Collected data
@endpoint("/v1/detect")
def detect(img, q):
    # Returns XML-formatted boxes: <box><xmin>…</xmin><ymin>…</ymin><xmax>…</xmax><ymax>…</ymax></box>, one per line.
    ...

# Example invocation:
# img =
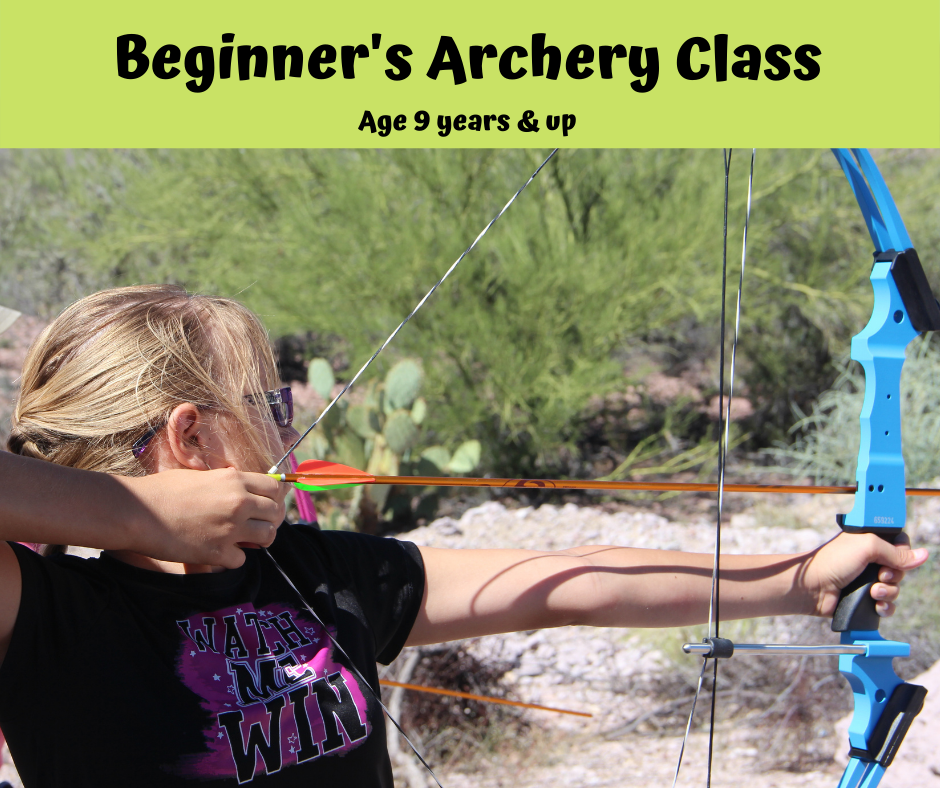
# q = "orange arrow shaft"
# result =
<box><xmin>282</xmin><ymin>473</ymin><xmax>940</xmax><ymax>496</ymax></box>
<box><xmin>379</xmin><ymin>679</ymin><xmax>594</xmax><ymax>717</ymax></box>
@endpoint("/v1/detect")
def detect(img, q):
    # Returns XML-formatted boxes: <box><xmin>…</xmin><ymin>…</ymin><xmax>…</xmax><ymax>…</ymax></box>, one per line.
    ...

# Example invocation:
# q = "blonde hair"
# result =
<box><xmin>8</xmin><ymin>285</ymin><xmax>277</xmax><ymax>556</ymax></box>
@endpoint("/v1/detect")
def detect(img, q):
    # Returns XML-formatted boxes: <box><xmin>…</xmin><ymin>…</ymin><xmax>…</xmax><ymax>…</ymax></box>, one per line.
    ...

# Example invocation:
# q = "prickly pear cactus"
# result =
<box><xmin>307</xmin><ymin>359</ymin><xmax>481</xmax><ymax>533</ymax></box>
<box><xmin>346</xmin><ymin>404</ymin><xmax>382</xmax><ymax>440</ymax></box>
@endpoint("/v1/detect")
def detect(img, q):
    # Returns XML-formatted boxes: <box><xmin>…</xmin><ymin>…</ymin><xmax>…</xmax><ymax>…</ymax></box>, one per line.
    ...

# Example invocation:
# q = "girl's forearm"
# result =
<box><xmin>559</xmin><ymin>547</ymin><xmax>815</xmax><ymax>627</ymax></box>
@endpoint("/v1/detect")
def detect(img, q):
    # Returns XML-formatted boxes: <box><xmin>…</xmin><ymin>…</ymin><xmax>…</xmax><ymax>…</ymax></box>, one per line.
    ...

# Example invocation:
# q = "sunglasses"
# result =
<box><xmin>131</xmin><ymin>386</ymin><xmax>294</xmax><ymax>459</ymax></box>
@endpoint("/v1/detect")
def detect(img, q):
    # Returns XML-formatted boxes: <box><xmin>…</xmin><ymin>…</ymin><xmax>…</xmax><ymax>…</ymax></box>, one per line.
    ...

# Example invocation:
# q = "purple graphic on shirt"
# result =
<box><xmin>176</xmin><ymin>604</ymin><xmax>371</xmax><ymax>783</ymax></box>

What is needed
Could you write out every one of the rows above again, requests included, with each box coordinate in the answers increased by 75? Leave the pictures out.

Output
@endpoint("/v1/detect")
def detect(img, q):
    # Returns XML-formatted boxes: <box><xmin>…</xmin><ymin>…</ymin><xmax>…</xmax><ymax>…</ymax></box>, one per line.
    ...

# Example invocation:
# img =
# q = "orange arrow shaft"
# result =
<box><xmin>357</xmin><ymin>548</ymin><xmax>1015</xmax><ymax>571</ymax></box>
<box><xmin>454</xmin><ymin>754</ymin><xmax>669</xmax><ymax>792</ymax></box>
@endpoint("/v1/detect")
def detect(img, q):
    # Returns XML-formatted boxes: <box><xmin>…</xmin><ymin>…</ymin><xmax>…</xmax><ymax>…</ymax></box>, one per line.
    ...

# Example invocation:
# q = "blonde hair"
# result =
<box><xmin>83</xmin><ymin>360</ymin><xmax>352</xmax><ymax>631</ymax></box>
@endpoint("/v1/detect")
def detect(img, q):
    # Returns XML-formatted boxes: <box><xmin>…</xmin><ymin>…</ymin><xmax>…</xmax><ymax>…</ymax></box>, one per line.
    ...

# Example invocation:
# q = "prickly pear cactus"
# result =
<box><xmin>382</xmin><ymin>434</ymin><xmax>556</xmax><ymax>608</ymax></box>
<box><xmin>421</xmin><ymin>479</ymin><xmax>457</xmax><ymax>515</ymax></box>
@endpoint("/v1/detect")
def detect(img, q):
    # Returns XML-formatted boxes: <box><xmin>…</xmin><ymin>…</ymin><xmax>…</xmax><ymax>…</ymax></box>, one per line.
    ...

# Example invocation:
# q = "girl's forearm"
# result =
<box><xmin>634</xmin><ymin>622</ymin><xmax>890</xmax><ymax>702</ymax></box>
@endpoint("/v1/detect")
def detect(img, q):
    # Returns XML-formatted boxes: <box><xmin>…</xmin><ymin>…</ymin><xmax>…</xmax><ymax>…</ymax></box>, one per line.
    ...

# Example invocation:
# q = "sunglasses"
# result =
<box><xmin>206</xmin><ymin>461</ymin><xmax>369</xmax><ymax>534</ymax></box>
@endpoint("/v1/detect")
def detect(img, q):
    # Returns XML-formatted boxes: <box><xmin>…</xmin><ymin>…</ymin><xmax>…</xmax><ymax>…</ymax></box>, one per line.
    ...

# Example invocation:
# q = "purple graphic on shirt"
# result =
<box><xmin>251</xmin><ymin>679</ymin><xmax>446</xmax><ymax>858</ymax></box>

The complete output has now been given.